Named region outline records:
— Start —

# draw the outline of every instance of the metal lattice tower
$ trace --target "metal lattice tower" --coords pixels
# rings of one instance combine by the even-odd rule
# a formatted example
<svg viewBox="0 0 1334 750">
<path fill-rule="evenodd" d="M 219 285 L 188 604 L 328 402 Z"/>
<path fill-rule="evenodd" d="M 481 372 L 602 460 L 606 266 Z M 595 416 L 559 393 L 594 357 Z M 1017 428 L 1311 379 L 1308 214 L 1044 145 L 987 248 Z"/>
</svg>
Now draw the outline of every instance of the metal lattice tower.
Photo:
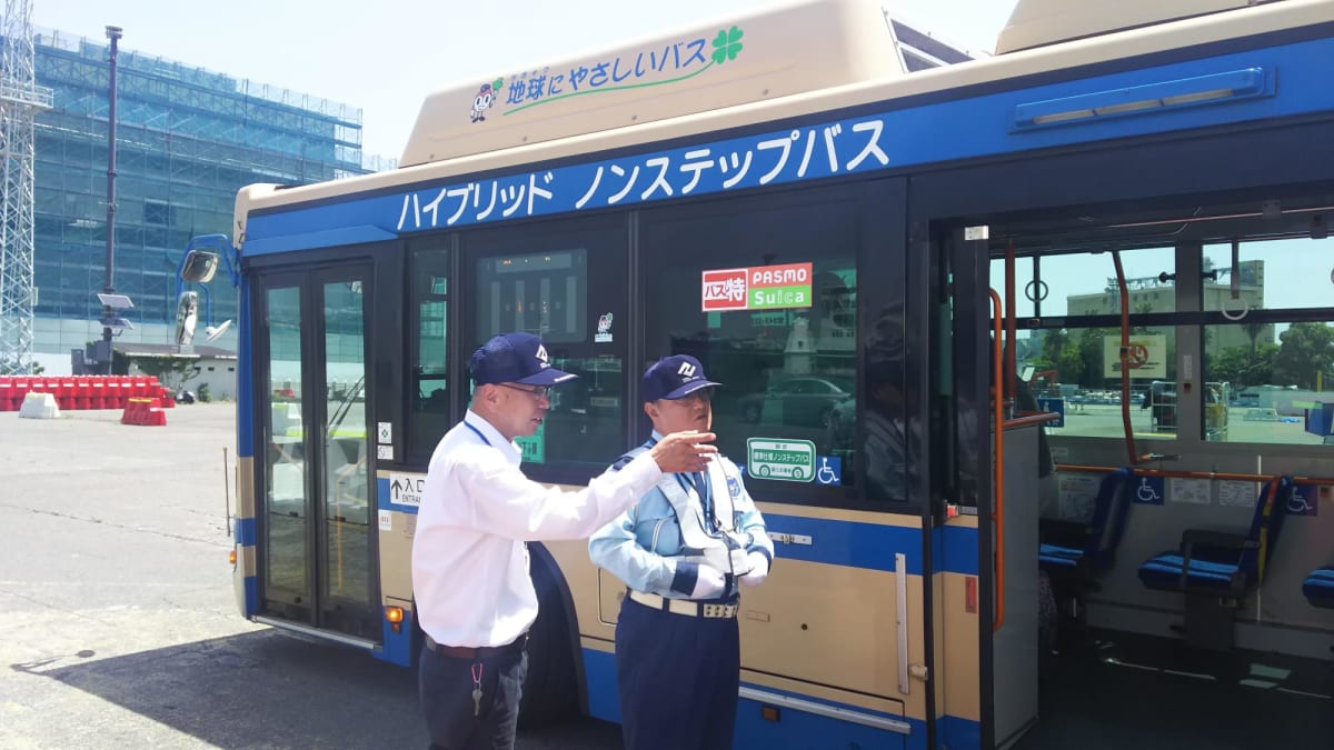
<svg viewBox="0 0 1334 750">
<path fill-rule="evenodd" d="M 32 371 L 33 119 L 51 89 L 33 68 L 32 0 L 5 0 L 0 33 L 0 374 Z"/>
</svg>

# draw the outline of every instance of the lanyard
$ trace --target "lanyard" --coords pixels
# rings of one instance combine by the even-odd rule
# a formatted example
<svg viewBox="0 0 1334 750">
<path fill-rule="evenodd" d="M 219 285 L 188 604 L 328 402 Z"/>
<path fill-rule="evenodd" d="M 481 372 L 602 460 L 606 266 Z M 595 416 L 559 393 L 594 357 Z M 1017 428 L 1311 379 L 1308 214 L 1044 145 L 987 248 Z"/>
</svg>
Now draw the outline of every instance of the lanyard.
<svg viewBox="0 0 1334 750">
<path fill-rule="evenodd" d="M 486 443 L 488 448 L 491 447 L 491 440 L 488 440 L 487 436 L 482 434 L 482 430 L 478 430 L 476 427 L 468 424 L 467 422 L 464 422 L 463 426 L 467 427 L 468 430 L 472 430 L 472 432 L 475 432 L 476 436 L 480 438 L 482 442 Z"/>
<path fill-rule="evenodd" d="M 644 443 L 644 447 L 651 448 L 656 444 L 658 440 L 655 438 L 650 438 L 648 442 Z M 675 474 L 675 478 L 676 483 L 680 484 L 680 488 L 686 490 L 686 492 L 690 492 L 690 490 L 694 487 L 695 494 L 699 496 L 699 504 L 704 511 L 704 520 L 708 522 L 708 531 L 711 532 L 718 531 L 722 523 L 719 523 L 719 519 L 714 515 L 714 503 L 710 490 L 708 471 L 702 471 L 695 474 L 678 472 Z M 696 482 L 695 478 L 698 478 L 699 480 Z"/>
</svg>

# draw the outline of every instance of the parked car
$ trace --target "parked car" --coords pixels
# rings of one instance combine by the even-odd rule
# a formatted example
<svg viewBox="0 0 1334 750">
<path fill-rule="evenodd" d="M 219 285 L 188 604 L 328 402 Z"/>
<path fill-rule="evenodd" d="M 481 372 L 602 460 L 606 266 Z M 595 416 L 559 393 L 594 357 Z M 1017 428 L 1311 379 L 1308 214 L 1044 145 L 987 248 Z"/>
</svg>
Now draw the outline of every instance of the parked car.
<svg viewBox="0 0 1334 750">
<path fill-rule="evenodd" d="M 827 427 L 834 407 L 852 394 L 852 382 L 842 378 L 802 376 L 779 380 L 763 394 L 738 399 L 746 422 L 775 422 Z"/>
</svg>

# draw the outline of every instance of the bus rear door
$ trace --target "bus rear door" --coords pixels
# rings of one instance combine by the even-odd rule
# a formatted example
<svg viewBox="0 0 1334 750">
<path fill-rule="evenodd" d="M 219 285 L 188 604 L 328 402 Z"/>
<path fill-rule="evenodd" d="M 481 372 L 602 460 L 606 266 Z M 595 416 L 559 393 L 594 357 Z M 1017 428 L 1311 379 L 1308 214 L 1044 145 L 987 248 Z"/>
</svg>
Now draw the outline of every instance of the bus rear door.
<svg viewBox="0 0 1334 750">
<path fill-rule="evenodd" d="M 364 647 L 383 638 L 367 454 L 370 278 L 366 266 L 279 274 L 252 294 L 252 414 L 265 446 L 256 619 Z"/>
</svg>

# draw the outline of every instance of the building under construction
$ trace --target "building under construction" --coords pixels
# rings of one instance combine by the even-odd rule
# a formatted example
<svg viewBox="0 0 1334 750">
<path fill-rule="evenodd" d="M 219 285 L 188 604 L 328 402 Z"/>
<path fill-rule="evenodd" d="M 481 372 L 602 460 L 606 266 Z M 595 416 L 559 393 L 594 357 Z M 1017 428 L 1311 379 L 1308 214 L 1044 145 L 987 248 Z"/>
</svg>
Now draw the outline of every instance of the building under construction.
<svg viewBox="0 0 1334 750">
<path fill-rule="evenodd" d="M 32 338 L 55 372 L 101 338 L 111 64 L 104 40 L 35 39 L 36 83 L 53 97 L 35 127 Z M 362 111 L 127 49 L 116 75 L 113 286 L 133 302 L 117 311 L 133 324 L 117 344 L 168 344 L 185 243 L 229 234 L 245 184 L 364 172 Z M 200 328 L 236 315 L 224 276 L 200 300 Z M 235 350 L 235 332 L 213 344 Z"/>
</svg>

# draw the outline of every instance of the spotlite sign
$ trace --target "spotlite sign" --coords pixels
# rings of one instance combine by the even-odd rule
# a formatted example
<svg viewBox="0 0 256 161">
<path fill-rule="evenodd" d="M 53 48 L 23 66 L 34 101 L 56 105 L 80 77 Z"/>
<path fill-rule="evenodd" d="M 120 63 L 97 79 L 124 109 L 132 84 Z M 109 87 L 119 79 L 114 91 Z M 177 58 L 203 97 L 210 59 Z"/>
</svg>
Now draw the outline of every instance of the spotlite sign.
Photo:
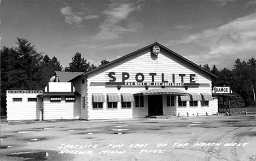
<svg viewBox="0 0 256 161">
<path fill-rule="evenodd" d="M 232 93 L 230 90 L 230 87 L 214 87 L 212 90 L 212 93 L 214 94 L 227 94 Z"/>
</svg>

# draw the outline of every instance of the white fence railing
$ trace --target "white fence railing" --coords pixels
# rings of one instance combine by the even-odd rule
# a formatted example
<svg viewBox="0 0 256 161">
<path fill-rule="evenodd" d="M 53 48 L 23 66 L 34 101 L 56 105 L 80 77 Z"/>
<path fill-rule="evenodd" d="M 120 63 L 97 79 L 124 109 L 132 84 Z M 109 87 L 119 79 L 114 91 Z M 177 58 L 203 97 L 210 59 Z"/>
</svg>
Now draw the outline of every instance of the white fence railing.
<svg viewBox="0 0 256 161">
<path fill-rule="evenodd" d="M 43 91 L 17 91 L 10 90 L 7 91 L 8 94 L 42 94 Z"/>
</svg>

— End —

▸ Exercise details: Print each line from the one containing "# draw the outline of every instance of the spotlite" through the last line of the listing, both included, exactly and with no pictures.

▸ Completed exercise:
# draw the outline of every instance of the spotlite sign
$ trace --target "spotlite sign" --coords pixels
# rings of one instance combine by the even-odd rule
# a formatted example
<svg viewBox="0 0 256 161">
<path fill-rule="evenodd" d="M 53 48 L 23 66 L 34 101 L 56 105 L 80 77 Z"/>
<path fill-rule="evenodd" d="M 120 63 L 97 79 L 124 109 L 132 84 Z M 109 87 L 119 79 L 114 91 Z M 177 58 L 203 97 L 210 59 Z"/>
</svg>
Now draw the outline of every instance of the spotlite sign.
Photo:
<svg viewBox="0 0 256 161">
<path fill-rule="evenodd" d="M 232 93 L 230 90 L 230 87 L 214 87 L 212 90 L 212 93 L 214 94 L 227 94 Z"/>
</svg>

# draw the outline of every instance of the white fence railing
$ trace --target "white fence railing" --coords pixels
# rings of one instance combine by the even-odd rule
# a formatted example
<svg viewBox="0 0 256 161">
<path fill-rule="evenodd" d="M 53 48 L 23 66 L 34 101 L 56 105 L 80 77 Z"/>
<path fill-rule="evenodd" d="M 120 63 L 97 79 L 124 109 L 132 84 Z M 109 87 L 119 79 L 114 91 Z M 177 58 L 203 97 L 210 59 Z"/>
</svg>
Now draw the outline of every instance of the white fence railing.
<svg viewBox="0 0 256 161">
<path fill-rule="evenodd" d="M 43 91 L 17 91 L 10 90 L 7 91 L 8 94 L 42 94 Z"/>
</svg>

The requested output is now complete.